Your task is to copy the lines from the line containing "black metal porch" through the end of the listing below, both included, without any pictures.

DATASET EXTRACT:
• • • • • • •

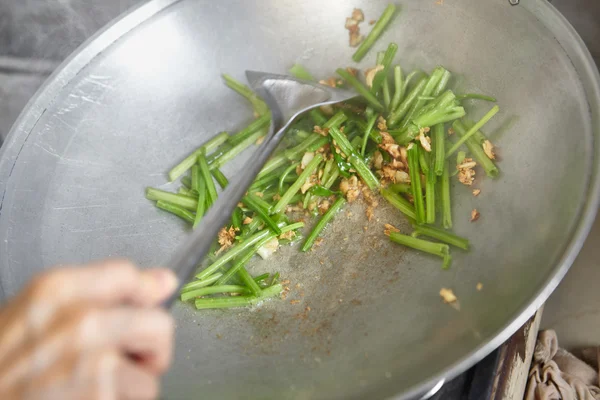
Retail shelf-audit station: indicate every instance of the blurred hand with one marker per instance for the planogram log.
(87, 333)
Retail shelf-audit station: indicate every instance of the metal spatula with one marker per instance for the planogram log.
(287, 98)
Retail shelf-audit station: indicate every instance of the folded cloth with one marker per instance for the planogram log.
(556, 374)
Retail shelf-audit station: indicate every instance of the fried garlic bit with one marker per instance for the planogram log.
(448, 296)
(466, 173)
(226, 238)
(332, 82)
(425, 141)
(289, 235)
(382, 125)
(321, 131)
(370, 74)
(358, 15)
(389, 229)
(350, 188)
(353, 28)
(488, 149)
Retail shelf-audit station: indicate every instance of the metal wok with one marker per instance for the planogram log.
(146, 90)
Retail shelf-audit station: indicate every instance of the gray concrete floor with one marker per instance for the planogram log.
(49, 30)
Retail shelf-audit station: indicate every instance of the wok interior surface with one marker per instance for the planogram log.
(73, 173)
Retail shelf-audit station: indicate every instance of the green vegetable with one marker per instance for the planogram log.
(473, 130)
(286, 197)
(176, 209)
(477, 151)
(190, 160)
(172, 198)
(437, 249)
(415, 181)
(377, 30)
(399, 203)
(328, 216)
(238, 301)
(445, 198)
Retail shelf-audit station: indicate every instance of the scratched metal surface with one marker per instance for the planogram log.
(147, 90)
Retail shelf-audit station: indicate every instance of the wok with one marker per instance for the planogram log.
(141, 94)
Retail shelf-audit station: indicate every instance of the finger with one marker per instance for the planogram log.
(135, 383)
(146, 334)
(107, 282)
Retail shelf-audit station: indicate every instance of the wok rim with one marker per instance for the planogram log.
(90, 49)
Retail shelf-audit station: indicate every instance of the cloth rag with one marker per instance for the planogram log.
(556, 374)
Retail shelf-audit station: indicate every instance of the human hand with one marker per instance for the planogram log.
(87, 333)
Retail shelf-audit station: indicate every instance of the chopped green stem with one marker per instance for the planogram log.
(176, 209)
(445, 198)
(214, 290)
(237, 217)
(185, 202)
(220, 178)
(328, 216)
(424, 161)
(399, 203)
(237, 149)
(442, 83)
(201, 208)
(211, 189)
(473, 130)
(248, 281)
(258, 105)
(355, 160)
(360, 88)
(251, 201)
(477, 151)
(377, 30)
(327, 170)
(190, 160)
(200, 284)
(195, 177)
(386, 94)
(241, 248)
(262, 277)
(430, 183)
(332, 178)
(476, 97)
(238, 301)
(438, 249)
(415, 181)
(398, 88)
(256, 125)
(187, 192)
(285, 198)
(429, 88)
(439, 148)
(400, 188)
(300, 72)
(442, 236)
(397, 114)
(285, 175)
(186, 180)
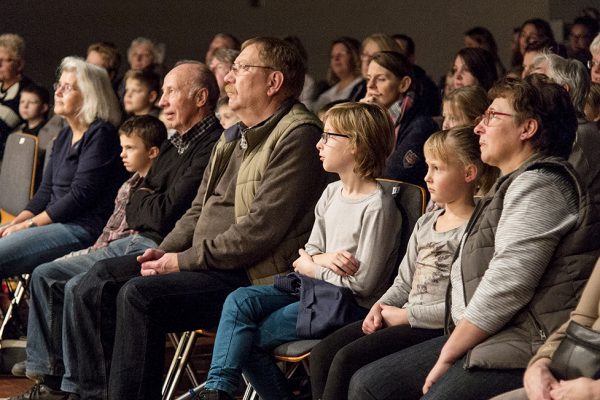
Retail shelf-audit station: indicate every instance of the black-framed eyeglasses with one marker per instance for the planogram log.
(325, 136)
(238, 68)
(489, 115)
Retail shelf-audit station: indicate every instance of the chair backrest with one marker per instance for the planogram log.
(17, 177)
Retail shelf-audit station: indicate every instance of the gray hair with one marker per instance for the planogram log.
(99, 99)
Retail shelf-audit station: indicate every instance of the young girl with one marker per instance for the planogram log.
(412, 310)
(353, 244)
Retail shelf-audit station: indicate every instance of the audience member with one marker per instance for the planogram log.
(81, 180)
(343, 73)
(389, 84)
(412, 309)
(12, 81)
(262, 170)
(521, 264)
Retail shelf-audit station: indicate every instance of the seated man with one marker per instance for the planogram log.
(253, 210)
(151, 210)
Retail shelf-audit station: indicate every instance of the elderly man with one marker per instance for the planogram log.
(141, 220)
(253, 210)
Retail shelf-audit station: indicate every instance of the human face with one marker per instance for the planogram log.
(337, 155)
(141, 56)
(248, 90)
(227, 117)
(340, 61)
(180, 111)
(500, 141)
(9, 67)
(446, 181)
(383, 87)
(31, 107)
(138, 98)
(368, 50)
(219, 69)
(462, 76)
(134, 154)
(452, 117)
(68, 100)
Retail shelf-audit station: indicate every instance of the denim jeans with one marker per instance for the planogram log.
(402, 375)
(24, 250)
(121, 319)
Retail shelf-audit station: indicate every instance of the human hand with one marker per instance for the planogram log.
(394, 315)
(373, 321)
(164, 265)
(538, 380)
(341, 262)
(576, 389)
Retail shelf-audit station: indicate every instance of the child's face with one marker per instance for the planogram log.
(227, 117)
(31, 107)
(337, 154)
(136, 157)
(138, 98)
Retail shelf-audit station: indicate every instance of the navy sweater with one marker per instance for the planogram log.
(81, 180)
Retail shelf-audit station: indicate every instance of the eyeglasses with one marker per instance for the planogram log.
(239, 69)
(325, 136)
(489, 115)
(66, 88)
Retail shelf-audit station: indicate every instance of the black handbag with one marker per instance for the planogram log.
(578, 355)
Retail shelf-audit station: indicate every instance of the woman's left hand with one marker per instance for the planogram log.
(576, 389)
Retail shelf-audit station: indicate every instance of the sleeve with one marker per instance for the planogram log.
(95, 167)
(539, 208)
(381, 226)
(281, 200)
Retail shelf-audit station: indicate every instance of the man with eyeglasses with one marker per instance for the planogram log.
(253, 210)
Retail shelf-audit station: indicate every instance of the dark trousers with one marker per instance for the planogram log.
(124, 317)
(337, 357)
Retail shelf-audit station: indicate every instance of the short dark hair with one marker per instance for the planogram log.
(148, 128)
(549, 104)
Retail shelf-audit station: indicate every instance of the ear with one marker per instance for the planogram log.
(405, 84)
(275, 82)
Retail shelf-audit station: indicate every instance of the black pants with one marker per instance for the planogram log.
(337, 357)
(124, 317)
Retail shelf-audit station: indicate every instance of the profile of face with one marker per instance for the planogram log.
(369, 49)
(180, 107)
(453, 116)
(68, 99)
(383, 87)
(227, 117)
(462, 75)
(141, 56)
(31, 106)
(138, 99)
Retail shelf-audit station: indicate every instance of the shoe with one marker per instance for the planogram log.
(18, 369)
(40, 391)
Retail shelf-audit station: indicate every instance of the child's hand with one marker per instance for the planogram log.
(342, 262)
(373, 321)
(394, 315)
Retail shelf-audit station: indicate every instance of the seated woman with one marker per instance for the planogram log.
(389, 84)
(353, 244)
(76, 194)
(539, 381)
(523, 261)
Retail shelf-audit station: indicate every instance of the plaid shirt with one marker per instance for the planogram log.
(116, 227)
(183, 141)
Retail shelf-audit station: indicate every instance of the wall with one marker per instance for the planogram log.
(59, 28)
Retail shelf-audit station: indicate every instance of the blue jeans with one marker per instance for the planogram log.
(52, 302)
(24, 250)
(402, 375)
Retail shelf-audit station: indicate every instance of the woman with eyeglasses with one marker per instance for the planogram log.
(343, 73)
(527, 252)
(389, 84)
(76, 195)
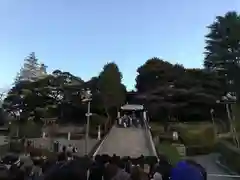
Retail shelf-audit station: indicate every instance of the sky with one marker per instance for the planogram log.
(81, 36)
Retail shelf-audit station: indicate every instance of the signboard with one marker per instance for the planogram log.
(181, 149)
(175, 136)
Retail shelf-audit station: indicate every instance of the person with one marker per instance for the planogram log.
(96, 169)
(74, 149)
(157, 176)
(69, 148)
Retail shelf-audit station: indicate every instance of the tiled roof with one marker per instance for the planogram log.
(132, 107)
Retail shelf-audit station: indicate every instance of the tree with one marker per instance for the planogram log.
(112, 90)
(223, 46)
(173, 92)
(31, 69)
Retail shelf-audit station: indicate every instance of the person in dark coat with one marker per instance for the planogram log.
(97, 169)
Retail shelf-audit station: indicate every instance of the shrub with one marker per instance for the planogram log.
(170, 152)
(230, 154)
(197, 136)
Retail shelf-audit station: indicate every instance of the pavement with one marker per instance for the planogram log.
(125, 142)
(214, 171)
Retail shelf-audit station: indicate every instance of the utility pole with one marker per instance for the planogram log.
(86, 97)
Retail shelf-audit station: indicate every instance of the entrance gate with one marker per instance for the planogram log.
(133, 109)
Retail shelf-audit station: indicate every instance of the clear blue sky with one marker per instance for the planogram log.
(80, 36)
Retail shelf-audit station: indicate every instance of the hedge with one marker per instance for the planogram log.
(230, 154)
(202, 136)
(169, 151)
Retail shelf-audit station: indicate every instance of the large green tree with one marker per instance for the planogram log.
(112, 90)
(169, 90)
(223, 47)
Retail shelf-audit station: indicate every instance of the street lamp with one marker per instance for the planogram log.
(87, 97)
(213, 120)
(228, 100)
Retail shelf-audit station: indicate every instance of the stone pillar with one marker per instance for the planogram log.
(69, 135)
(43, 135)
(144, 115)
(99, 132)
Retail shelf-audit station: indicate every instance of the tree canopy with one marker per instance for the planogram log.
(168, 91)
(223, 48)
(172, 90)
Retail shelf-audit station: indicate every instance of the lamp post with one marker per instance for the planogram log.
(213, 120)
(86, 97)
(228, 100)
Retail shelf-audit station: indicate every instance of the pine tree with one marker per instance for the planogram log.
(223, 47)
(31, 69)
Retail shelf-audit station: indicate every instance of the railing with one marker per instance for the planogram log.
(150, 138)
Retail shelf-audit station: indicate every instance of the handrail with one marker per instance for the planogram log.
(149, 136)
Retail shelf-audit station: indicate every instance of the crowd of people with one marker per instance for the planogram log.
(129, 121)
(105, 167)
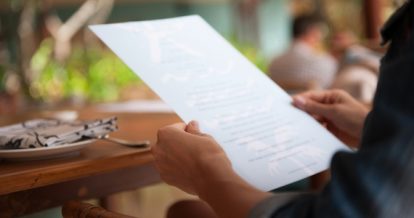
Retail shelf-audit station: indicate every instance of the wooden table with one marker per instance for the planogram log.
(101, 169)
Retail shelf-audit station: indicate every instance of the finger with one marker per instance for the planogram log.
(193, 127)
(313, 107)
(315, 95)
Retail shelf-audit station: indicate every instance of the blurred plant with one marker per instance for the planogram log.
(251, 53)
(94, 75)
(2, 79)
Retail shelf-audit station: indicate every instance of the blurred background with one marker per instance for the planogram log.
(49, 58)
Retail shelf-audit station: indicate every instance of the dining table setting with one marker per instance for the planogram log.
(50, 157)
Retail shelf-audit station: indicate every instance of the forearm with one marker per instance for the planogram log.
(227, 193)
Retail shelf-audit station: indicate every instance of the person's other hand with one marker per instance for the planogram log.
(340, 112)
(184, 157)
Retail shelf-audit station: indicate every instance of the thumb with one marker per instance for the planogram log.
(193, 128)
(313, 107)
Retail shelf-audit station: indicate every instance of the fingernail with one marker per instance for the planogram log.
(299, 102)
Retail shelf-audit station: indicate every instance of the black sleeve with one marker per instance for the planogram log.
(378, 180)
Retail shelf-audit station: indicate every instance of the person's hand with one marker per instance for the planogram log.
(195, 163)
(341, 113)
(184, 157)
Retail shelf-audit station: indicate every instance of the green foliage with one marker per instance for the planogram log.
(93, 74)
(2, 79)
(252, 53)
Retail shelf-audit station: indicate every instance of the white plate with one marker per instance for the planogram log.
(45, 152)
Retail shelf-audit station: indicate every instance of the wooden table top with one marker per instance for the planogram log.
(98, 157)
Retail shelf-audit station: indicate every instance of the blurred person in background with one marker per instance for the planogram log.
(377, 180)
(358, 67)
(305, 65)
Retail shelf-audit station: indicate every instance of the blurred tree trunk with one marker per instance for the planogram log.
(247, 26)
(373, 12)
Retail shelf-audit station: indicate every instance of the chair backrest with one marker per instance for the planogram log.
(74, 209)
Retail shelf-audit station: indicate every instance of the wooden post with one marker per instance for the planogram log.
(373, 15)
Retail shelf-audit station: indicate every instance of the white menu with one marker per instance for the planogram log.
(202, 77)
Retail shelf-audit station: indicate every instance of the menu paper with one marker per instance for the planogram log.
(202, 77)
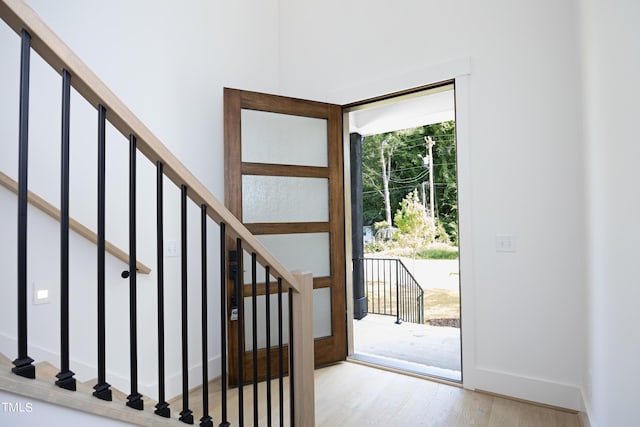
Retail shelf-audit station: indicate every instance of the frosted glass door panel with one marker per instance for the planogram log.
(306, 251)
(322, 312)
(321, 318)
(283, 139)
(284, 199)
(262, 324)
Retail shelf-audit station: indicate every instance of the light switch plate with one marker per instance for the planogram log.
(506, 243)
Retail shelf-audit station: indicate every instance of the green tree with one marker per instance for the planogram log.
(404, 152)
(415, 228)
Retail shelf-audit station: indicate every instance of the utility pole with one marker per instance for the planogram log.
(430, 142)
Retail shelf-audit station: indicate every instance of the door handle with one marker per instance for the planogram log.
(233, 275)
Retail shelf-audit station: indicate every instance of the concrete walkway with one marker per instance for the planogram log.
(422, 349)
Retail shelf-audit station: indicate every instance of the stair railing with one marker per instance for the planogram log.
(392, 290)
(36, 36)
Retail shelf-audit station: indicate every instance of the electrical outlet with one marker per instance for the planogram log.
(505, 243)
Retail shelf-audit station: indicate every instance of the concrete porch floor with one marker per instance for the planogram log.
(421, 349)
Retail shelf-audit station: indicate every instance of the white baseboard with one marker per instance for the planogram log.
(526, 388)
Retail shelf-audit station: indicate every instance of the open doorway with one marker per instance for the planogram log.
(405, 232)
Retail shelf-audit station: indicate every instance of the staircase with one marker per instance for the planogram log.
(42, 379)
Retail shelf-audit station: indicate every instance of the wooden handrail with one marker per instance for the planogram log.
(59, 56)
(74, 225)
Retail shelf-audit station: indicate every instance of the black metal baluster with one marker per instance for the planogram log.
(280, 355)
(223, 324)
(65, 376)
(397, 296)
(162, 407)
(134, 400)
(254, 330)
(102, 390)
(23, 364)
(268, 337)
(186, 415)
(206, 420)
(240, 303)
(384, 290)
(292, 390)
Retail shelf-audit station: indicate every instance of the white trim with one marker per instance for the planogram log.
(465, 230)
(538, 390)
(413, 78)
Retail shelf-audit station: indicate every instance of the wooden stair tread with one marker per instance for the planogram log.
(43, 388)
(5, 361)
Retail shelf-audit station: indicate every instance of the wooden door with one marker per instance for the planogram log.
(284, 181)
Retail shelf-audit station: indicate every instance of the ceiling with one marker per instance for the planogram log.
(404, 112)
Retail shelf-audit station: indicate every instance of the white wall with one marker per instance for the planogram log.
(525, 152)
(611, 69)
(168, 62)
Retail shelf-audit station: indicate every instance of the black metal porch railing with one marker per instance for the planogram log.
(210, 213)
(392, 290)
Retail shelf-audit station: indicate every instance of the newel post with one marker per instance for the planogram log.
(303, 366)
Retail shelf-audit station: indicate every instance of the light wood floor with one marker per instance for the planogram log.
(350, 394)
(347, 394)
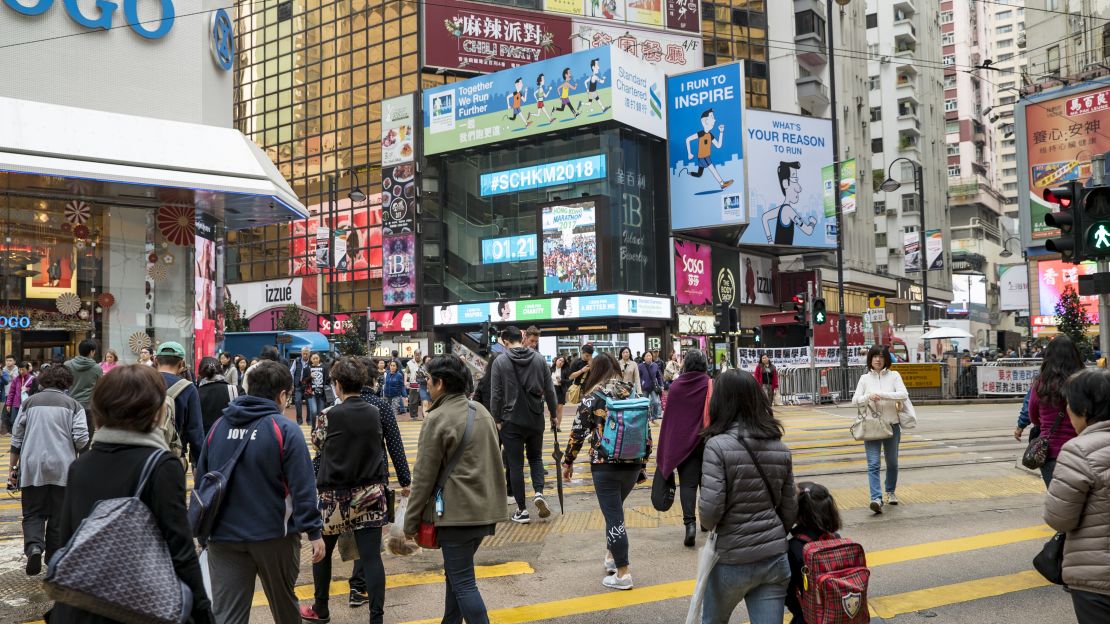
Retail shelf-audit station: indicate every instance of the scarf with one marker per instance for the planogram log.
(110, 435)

• • • • • • •

FINAL ANSWER:
Retail shelf-audit station: indicate every instance of the black metal porch railing with one marker per instance for the planogram log.
(210, 213)
(392, 290)
Retail shelf-audit station: indicate every instance of the newel post with one marker per instance for the planogram log.
(303, 366)
Retail shelf-audit station: indicate every instance of the light wood floor with one marker per instance for the planogram log.
(350, 394)
(347, 394)
Retail shelf-audit station: indicate every instance of the scarf with one marker per instance for the planogram log.
(110, 435)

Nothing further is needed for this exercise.